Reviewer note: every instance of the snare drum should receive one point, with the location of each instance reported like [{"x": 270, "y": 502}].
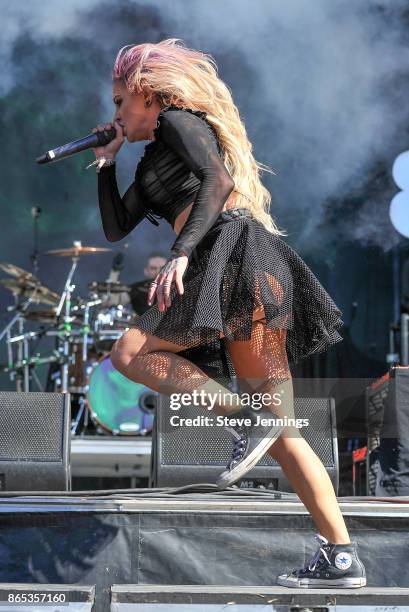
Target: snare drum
[{"x": 117, "y": 404}]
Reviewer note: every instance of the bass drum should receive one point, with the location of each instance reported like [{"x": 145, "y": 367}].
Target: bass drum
[{"x": 117, "y": 404}]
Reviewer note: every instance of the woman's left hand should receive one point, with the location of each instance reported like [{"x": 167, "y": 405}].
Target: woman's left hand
[{"x": 173, "y": 270}]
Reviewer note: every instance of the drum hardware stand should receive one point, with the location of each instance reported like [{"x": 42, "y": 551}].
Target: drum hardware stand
[
  {"x": 66, "y": 297},
  {"x": 22, "y": 349},
  {"x": 404, "y": 339},
  {"x": 35, "y": 213}
]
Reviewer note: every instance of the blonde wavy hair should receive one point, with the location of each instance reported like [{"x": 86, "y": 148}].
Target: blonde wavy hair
[{"x": 189, "y": 79}]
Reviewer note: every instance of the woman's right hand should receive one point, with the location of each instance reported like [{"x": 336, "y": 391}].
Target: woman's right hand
[{"x": 112, "y": 148}]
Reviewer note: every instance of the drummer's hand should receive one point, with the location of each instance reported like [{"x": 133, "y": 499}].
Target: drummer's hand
[
  {"x": 112, "y": 148},
  {"x": 173, "y": 270}
]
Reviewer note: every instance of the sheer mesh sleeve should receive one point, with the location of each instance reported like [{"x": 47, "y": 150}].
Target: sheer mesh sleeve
[
  {"x": 119, "y": 215},
  {"x": 192, "y": 139}
]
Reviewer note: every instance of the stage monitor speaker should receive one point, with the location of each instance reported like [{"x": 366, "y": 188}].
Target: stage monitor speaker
[
  {"x": 388, "y": 434},
  {"x": 35, "y": 441},
  {"x": 186, "y": 455}
]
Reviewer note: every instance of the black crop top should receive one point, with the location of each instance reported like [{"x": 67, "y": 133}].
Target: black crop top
[{"x": 183, "y": 164}]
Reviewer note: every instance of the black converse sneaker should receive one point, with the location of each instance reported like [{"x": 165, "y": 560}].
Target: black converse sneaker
[
  {"x": 333, "y": 565},
  {"x": 250, "y": 442}
]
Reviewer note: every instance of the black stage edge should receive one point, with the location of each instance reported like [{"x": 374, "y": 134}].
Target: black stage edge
[
  {"x": 276, "y": 598},
  {"x": 235, "y": 538}
]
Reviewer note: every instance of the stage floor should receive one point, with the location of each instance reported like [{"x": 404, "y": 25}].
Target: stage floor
[{"x": 193, "y": 536}]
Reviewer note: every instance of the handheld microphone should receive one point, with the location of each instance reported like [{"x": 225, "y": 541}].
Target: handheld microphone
[{"x": 99, "y": 139}]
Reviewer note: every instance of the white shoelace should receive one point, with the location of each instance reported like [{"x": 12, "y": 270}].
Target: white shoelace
[{"x": 314, "y": 560}]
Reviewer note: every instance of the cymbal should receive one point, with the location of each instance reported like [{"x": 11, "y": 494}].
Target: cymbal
[
  {"x": 75, "y": 251},
  {"x": 31, "y": 288},
  {"x": 108, "y": 287},
  {"x": 16, "y": 271}
]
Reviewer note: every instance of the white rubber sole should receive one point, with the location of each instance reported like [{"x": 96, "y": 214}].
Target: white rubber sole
[
  {"x": 229, "y": 477},
  {"x": 309, "y": 583}
]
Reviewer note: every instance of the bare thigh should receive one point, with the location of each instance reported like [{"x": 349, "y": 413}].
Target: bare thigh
[{"x": 136, "y": 342}]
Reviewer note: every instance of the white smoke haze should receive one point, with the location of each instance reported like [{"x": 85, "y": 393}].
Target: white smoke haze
[{"x": 327, "y": 100}]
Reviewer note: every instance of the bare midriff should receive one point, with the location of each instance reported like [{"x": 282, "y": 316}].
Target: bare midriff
[{"x": 182, "y": 217}]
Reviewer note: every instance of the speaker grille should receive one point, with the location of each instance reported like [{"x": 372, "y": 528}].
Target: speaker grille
[
  {"x": 212, "y": 445},
  {"x": 31, "y": 426}
]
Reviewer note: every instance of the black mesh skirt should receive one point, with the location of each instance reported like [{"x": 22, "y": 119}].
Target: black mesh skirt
[{"x": 239, "y": 266}]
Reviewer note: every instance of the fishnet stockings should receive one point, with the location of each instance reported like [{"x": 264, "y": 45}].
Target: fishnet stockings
[{"x": 261, "y": 365}]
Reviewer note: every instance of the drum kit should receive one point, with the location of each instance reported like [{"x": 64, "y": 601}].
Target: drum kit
[{"x": 82, "y": 332}]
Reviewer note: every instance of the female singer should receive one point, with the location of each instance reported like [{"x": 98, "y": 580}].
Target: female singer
[{"x": 229, "y": 275}]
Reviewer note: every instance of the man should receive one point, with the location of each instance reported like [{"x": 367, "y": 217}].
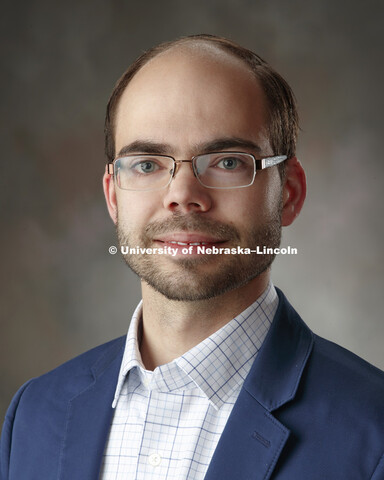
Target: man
[{"x": 218, "y": 377}]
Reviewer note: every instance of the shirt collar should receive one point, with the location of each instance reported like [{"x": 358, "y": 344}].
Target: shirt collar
[{"x": 219, "y": 364}]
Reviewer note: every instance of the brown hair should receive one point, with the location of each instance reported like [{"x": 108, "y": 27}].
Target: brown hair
[{"x": 283, "y": 118}]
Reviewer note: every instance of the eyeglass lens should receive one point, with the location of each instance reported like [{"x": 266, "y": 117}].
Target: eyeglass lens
[{"x": 217, "y": 170}]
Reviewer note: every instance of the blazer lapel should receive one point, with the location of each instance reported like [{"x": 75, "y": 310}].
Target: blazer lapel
[
  {"x": 250, "y": 445},
  {"x": 88, "y": 420},
  {"x": 253, "y": 438}
]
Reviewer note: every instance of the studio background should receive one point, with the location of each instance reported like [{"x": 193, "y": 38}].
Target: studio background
[{"x": 62, "y": 292}]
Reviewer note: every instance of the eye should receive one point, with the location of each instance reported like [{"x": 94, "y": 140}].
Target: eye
[
  {"x": 229, "y": 163},
  {"x": 145, "y": 166}
]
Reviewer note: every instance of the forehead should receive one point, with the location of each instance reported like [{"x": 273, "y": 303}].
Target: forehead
[{"x": 189, "y": 95}]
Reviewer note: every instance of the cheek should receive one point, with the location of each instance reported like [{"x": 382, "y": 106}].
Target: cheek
[{"x": 134, "y": 209}]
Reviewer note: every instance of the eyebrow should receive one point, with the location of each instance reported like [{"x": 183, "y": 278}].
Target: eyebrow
[{"x": 225, "y": 143}]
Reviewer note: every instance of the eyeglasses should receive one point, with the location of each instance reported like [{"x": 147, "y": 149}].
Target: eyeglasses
[{"x": 224, "y": 170}]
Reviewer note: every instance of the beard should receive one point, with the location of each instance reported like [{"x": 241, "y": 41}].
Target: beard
[{"x": 205, "y": 276}]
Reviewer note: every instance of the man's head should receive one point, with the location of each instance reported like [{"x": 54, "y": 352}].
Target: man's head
[
  {"x": 282, "y": 120},
  {"x": 188, "y": 98}
]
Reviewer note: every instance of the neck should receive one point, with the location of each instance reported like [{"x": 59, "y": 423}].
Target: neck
[{"x": 171, "y": 328}]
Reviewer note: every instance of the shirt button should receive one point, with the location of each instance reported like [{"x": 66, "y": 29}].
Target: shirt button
[{"x": 154, "y": 459}]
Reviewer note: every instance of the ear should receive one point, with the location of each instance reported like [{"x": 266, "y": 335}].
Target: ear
[
  {"x": 294, "y": 191},
  {"x": 110, "y": 194}
]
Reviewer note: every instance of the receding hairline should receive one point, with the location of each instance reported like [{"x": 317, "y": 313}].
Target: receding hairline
[{"x": 280, "y": 99}]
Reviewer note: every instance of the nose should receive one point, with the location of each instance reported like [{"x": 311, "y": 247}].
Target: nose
[{"x": 185, "y": 193}]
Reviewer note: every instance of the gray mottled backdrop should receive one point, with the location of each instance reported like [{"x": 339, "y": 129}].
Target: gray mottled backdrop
[{"x": 61, "y": 291}]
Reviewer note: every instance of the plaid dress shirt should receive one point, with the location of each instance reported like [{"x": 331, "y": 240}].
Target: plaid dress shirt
[{"x": 167, "y": 423}]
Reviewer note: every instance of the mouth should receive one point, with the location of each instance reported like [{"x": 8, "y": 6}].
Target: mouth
[{"x": 191, "y": 241}]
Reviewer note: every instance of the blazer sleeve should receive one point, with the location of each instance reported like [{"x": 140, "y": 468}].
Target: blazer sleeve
[
  {"x": 6, "y": 434},
  {"x": 378, "y": 474}
]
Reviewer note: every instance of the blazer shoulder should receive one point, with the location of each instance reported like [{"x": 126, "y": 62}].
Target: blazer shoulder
[
  {"x": 342, "y": 362},
  {"x": 68, "y": 379}
]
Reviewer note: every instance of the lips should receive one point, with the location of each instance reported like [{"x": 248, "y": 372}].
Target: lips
[{"x": 186, "y": 239}]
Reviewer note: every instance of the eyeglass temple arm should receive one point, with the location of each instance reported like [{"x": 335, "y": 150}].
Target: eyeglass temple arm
[{"x": 269, "y": 162}]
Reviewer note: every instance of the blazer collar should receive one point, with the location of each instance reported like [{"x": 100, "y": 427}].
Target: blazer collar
[{"x": 253, "y": 438}]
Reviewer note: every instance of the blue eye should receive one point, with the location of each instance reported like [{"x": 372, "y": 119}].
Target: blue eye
[
  {"x": 228, "y": 163},
  {"x": 147, "y": 166}
]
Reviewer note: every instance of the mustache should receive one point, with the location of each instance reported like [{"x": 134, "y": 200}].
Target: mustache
[{"x": 192, "y": 223}]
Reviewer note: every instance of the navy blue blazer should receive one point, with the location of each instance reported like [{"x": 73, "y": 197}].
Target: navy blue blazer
[{"x": 308, "y": 410}]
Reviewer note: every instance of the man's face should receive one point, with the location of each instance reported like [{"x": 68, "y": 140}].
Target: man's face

### [THE TASK]
Leave out the pictures and restate, word for word, the lines from the top of the data through the line containing "Reviewer note: every instance of the black converse", both included.

### [ANSWER]
Reviewer note: every instance of the snare drum should receive one point, with the location of each instance reported like [{"x": 270, "y": 502}].
Target: snare drum
[{"x": 117, "y": 404}]
Reviewer note: every instance of the bass drum should receive one point, with the location of each instance reported like [{"x": 145, "y": 367}].
Target: bass drum
[{"x": 117, "y": 404}]
Reviewer note: every instance of the woman's left hand should receive one point, with the location of each instance reported like [{"x": 167, "y": 405}].
Target: woman's left hand
[{"x": 173, "y": 270}]
Reviewer note: every instance of the drum hardware stand should receive one point, with the location of each instance reported like [{"x": 42, "y": 551}].
Target: drum hardware stand
[
  {"x": 66, "y": 297},
  {"x": 22, "y": 349},
  {"x": 404, "y": 339},
  {"x": 35, "y": 213}
]
Reviewer note: every instance of the blonde wavy hair should receive one point, with the location of each instance reported like [{"x": 86, "y": 148}].
Target: blonde wavy hair
[{"x": 189, "y": 79}]
Reviewer note: every instance of the woman's right hand should receive one point, with the location of each instance reported like [{"x": 336, "y": 391}].
Target: woman's right hand
[{"x": 112, "y": 148}]
Reviewer note: every instance of the drummer's hand should receive one point, with the location of each instance reported like [{"x": 133, "y": 499}].
Target: drummer's hand
[
  {"x": 112, "y": 148},
  {"x": 173, "y": 270}
]
Reviewer note: every instance of the sheer mesh sleeve should receive one point, with the location of each instance reported like [{"x": 47, "y": 150}].
Target: sheer mesh sleeve
[
  {"x": 119, "y": 215},
  {"x": 192, "y": 139}
]
Reviewer note: every instance of the stage monitor speaker should receive one point, with the location of each instance reported like [{"x": 366, "y": 188}].
Target: stage monitor speaker
[
  {"x": 388, "y": 434},
  {"x": 35, "y": 441},
  {"x": 186, "y": 455}
]
Reviewer note: every instance of the black crop top should receive one point, with the location of each instance reported like [{"x": 67, "y": 133}].
Target: black crop top
[{"x": 183, "y": 164}]
Reviewer note: every instance of the black converse sneaker should receive one point, with the location of each instance reported like [{"x": 165, "y": 560}].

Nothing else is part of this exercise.